____ DOCUMENT EXCERPT
Structuring Your Day

This is a follow up to my previous article What I Want To Do For A Living, And Why. As the semester grows closer to its end I feel like I lack structure on how my days should be structured. In the previous article I figured out and decided what I wanted to do each day, but not how the days should be structured. In addition I’d like to figure out what kind of mindset I want to have during the 3 month projects and during the 1 month break.

I’ll try to make this post abstract so everyone can use maybe not all, but some of the ideas and steps 🙂

Figure Out And Decide

The first step is to figure out and decide what you want to do and why. Some years ago I was extremely structured and I got loads of stuff done, but quite a lot of those things I got done were no longer things I really wanted to do or had any benefit of. For example I had decided that I wanted to get better at geography. After some introspection two months later I knew that I wouldn’t have real use of it. I might impress people when I know where a country/city is located, but I rather learn something I’m interested in (I’m not particularly interested in memorizing facts) and I’ll have more use of, for example psychology. I’m don’t want to fall into the same trap again so nowadays I think twice, even thrice, before starting a new activity. As I’ve already figured and decided what I want to do in my previous article What I Want To Do For A Living, And Why I’ll skip the ‘figure out and decide’ process in this article. Feel free to check out the article if you have problem deciding what you want to do (disclaimer: it’s quite long :P).

For the sake of simplicity I’ll list all things I decided I want to do. On all weekdays, both during work and break months, I want to read 30 minutes (non-fiction), meditate, practise piano 15 minutes, and exercise (at least) 2 times per week. In addition I’ve set a rule that says I’m only allowed to do fun stuff after eight, although fun stuff might be working on a project or something else. Essentially these are mini-breaks allowing me to relax and put everything behind me after eight, even when I have stuff I “have to do”.

Mindset and Values

The second step is to determine the mindset and what values you want during the day. The mindset I want is that I’m productive, I do things with ease, I don’t waste time, and I take things slowly . One thing I want to clarify is that I don’t think taking breaks or any leisure activity is a waste of time. That’s why I have those one month breaks and one reason why I only work six hours per day. From this mindset I want to create rules, or rather guidelines that can guide me during the day.

  • I avoid browsing Facebook until after six — On previous occasions when I have skipped browsing facebook during the day I’m a lot more productive and don’t get caught up in trivialities. This includes any other media/article that I don’t have in my “to read”-list.
  • I check emails only once per day — Lately I have checked my mail quite regularly, otherwise for the last two years I’ve rarely checked my email more than once per day, usually just 2–3 times per week which has worked like a charm.
  • I rise up of bed directly in the morning and quite early — My greatest weakness by far, but it’s a lot easier since spring when it started to get a bit brighter outside in the morning, so I’m sure this will work out just fine 🙂
  • I always do most important or difficult task first — Most productive way to get things done. Basically this means following my list from the top to bottom, no exceptions.
  • I have time to take breaks — I don’t want to fill my days with activities, I still want to have time to take an occasional longer break whenever I feel I want or need to. Although never because I don’t want to do the next task on the list, except if I’m taking a small break to mentally prepare myself for it.
  • During one month breaks I have no obligations to be productive — If it’s nice weather outside or I feel like doing something else I can go with that flow. That’s exactly why I have these breaks, to try out new things or just do nothing all days (usually I do something as I get bored easily).
________
__GIVEN PROBLEM__. In the article on structuring your day, how long does the writer plan to practice piano on each weekday?
____ DATA LISTING
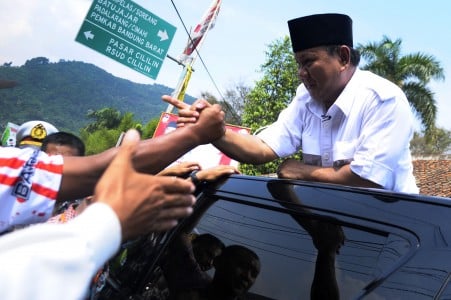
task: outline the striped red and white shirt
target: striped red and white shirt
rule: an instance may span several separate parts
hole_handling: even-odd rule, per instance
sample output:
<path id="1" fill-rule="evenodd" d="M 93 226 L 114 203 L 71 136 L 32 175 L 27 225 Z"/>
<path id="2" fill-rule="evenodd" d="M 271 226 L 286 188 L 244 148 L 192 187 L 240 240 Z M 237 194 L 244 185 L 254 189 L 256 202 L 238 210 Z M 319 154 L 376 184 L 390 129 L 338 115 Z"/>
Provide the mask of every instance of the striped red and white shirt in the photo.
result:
________
__CORRECT OUTPUT__. 15 minutes.